*Your instructions*.
In the data that follows, find the line containing "of the woven"; then quote that line and every line after it, exactly, through the last one.

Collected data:
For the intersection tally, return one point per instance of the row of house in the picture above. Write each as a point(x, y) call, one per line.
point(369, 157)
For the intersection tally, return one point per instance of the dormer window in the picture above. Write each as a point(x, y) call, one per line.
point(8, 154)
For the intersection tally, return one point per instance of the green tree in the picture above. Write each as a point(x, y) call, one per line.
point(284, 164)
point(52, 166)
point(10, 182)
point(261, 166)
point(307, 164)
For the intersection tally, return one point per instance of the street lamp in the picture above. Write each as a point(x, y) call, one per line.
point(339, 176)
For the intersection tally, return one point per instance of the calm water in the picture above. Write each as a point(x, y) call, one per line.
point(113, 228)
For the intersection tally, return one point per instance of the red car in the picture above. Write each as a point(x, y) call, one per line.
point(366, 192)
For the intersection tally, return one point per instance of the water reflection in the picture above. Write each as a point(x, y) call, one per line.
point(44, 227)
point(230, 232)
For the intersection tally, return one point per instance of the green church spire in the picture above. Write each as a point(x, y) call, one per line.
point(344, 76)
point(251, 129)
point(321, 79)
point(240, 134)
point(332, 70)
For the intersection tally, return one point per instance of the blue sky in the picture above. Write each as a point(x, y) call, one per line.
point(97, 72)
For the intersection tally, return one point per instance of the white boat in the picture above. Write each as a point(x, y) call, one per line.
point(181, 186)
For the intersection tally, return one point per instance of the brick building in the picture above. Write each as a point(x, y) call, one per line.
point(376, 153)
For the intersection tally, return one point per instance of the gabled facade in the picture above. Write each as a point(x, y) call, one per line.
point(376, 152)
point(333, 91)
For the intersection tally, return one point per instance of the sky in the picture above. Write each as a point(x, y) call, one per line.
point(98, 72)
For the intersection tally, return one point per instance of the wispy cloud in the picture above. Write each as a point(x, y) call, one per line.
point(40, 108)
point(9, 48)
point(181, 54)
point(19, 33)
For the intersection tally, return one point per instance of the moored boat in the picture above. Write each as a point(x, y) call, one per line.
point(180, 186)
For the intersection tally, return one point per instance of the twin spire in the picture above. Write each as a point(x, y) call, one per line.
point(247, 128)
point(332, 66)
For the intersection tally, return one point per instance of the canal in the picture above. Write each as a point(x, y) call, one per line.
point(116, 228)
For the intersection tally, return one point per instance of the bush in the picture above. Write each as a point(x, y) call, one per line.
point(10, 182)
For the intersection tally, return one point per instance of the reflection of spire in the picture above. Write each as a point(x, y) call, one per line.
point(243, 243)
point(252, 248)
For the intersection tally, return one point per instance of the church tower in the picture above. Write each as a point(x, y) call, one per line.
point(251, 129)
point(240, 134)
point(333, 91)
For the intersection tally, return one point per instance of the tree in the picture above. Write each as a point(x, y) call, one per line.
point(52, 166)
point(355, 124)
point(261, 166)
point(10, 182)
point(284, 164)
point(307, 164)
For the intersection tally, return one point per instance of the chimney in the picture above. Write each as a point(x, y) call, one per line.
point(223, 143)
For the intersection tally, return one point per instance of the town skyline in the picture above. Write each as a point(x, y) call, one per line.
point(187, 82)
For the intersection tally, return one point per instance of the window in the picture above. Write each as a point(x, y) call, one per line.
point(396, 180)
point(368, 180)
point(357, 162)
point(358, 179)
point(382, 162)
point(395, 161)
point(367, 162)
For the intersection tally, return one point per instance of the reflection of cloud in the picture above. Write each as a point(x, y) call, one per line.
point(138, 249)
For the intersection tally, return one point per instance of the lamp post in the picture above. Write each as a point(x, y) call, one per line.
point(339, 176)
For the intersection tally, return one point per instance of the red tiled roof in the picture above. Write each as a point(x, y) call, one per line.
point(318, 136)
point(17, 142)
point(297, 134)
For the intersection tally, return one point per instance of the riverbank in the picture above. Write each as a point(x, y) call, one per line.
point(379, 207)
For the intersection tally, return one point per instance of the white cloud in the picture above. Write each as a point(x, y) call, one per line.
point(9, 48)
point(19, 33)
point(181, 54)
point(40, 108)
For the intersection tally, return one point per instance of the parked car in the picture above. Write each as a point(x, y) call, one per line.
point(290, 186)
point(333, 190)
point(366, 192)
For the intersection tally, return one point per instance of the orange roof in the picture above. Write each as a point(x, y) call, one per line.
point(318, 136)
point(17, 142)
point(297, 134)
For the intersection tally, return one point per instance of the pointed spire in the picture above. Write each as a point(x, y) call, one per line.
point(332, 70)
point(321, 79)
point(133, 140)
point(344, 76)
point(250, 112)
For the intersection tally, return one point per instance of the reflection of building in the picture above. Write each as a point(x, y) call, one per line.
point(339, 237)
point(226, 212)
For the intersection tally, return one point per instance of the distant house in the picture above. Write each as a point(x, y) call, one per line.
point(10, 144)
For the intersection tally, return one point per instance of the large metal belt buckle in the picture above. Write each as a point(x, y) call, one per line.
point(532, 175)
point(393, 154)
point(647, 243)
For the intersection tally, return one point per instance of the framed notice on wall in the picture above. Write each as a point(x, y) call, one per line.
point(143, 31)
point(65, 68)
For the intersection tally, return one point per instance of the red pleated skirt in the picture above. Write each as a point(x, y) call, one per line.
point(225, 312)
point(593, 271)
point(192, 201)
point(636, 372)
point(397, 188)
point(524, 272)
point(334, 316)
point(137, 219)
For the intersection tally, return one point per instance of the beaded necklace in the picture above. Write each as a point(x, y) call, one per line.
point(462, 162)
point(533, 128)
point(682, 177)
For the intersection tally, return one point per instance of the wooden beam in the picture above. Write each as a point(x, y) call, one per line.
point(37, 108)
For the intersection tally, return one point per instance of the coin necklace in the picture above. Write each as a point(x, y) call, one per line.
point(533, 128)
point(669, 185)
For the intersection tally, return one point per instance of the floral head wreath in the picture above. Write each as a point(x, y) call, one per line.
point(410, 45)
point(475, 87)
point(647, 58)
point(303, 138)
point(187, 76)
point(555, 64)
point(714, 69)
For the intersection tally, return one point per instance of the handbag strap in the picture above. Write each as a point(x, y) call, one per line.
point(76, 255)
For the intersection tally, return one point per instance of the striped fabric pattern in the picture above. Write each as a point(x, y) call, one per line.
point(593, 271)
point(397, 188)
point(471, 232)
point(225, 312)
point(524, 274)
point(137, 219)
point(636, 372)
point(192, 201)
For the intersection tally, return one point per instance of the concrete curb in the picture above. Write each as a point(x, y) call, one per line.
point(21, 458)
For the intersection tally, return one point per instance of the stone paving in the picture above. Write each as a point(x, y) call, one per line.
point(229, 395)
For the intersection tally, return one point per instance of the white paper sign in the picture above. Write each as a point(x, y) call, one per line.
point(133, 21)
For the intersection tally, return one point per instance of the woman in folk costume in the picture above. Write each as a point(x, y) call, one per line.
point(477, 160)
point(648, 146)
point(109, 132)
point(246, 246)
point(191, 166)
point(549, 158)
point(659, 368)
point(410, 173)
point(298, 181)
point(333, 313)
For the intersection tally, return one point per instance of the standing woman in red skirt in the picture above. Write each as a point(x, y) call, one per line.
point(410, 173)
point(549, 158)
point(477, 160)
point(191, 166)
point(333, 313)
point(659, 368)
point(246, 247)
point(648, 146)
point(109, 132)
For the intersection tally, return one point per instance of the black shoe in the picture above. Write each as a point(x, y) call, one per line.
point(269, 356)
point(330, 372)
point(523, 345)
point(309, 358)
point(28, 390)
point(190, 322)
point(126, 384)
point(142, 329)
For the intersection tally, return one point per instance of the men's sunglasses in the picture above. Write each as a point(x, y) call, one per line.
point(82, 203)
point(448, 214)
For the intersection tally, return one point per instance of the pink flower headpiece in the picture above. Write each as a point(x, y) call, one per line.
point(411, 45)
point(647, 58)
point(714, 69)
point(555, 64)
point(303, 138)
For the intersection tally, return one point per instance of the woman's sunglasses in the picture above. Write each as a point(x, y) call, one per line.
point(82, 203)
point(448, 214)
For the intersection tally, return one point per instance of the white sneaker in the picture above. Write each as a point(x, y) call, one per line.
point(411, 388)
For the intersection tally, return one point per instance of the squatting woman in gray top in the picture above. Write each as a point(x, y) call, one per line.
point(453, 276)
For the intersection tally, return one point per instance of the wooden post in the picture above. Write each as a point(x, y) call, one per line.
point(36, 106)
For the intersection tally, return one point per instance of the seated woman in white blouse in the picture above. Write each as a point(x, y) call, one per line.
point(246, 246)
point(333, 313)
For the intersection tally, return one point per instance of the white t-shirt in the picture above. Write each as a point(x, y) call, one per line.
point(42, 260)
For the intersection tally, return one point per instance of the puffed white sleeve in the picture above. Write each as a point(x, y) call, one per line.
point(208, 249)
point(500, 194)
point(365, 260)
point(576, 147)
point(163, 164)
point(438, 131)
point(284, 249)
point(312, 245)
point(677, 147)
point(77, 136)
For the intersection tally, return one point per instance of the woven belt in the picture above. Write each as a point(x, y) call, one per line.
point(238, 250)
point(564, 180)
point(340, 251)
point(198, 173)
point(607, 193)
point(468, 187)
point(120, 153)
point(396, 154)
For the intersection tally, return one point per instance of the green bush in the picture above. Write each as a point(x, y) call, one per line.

*Solution for this problem*.
For the intersection tally, return one point per instance of the woven belt in the picture above. Write each as a point(x, y) call, one per line.
point(238, 250)
point(564, 180)
point(340, 251)
point(198, 173)
point(607, 193)
point(468, 187)
point(120, 153)
point(396, 154)
For the intersection tally, return one point per instance of the green bush in the picture above. Write each as a point(x, y) call, one per line.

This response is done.